Given exercise
Copy out verbatim every line of the records below, starting at the line that contains "pin: the ground, one" and running through the end of the records, with both ends included. Leave the pictures out of your answer.

Excerpts from a pointing dataset:
# # # # # # #

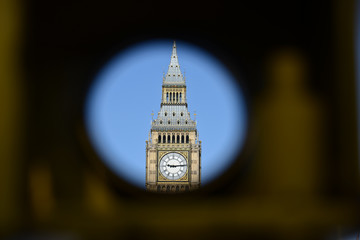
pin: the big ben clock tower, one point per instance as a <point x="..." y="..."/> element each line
<point x="173" y="151"/>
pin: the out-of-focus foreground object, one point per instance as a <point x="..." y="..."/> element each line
<point x="297" y="177"/>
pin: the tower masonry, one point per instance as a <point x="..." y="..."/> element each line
<point x="173" y="150"/>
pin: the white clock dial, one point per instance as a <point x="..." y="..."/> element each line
<point x="173" y="166"/>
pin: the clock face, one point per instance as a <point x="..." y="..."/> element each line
<point x="173" y="166"/>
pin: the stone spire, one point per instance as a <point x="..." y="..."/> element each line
<point x="174" y="75"/>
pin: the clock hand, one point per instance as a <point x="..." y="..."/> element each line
<point x="173" y="166"/>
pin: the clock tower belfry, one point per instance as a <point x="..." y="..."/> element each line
<point x="173" y="150"/>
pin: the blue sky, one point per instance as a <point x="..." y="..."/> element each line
<point x="128" y="88"/>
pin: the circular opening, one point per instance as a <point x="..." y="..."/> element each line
<point x="127" y="89"/>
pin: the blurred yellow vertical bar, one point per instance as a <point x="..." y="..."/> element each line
<point x="348" y="167"/>
<point x="291" y="120"/>
<point x="10" y="114"/>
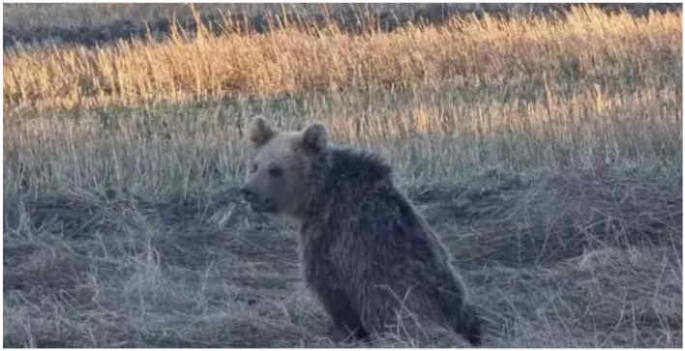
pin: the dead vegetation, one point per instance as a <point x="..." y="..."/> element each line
<point x="567" y="261"/>
<point x="547" y="155"/>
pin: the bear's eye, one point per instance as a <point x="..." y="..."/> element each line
<point x="275" y="171"/>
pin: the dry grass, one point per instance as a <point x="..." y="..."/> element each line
<point x="289" y="61"/>
<point x="122" y="225"/>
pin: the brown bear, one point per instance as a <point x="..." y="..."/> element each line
<point x="367" y="254"/>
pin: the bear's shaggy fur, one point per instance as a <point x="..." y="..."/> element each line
<point x="368" y="256"/>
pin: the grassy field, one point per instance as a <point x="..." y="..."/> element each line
<point x="546" y="153"/>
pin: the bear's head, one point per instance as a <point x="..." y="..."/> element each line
<point x="278" y="178"/>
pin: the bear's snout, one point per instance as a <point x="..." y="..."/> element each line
<point x="257" y="203"/>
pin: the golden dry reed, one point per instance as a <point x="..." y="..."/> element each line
<point x="291" y="60"/>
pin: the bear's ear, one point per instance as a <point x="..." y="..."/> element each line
<point x="260" y="132"/>
<point x="315" y="137"/>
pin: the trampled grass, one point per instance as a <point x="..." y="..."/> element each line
<point x="546" y="154"/>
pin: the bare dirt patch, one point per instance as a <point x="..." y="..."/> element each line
<point x="573" y="260"/>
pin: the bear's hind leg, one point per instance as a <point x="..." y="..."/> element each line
<point x="343" y="314"/>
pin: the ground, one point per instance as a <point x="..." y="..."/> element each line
<point x="546" y="154"/>
<point x="568" y="260"/>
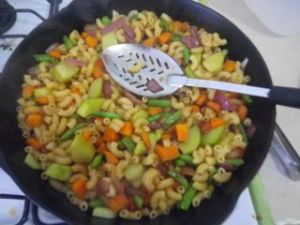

# # # # # # #

Answer below
pin: the ground, one point per instance as a <point x="..." y="..."/> element each line
<point x="546" y="154"/>
<point x="568" y="260"/>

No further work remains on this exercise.